What to produce:
Present the listing below as a Markdown table with the columns "No." and "Line," numbering each line and leaving out blank lines.

[Coordinate annotation listing]

+ + + +

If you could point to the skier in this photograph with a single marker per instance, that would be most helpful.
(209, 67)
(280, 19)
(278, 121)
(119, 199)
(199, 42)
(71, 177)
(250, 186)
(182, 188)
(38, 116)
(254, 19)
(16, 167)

+ + + +

Solved problem:
| No. | Line |
|---|---|
| 1 | If you could point to the skier in this photograph with a single marker per instance, that would be most helpful. |
| 2 | (209, 67) |
| 3 | (280, 19) |
| 4 | (278, 121) |
| 5 | (119, 199) |
| 6 | (199, 42) |
| 7 | (71, 177) |
| 8 | (250, 186) |
| 9 | (182, 188) |
| 10 | (38, 116) |
| 11 | (254, 19) |
| 12 | (16, 167) |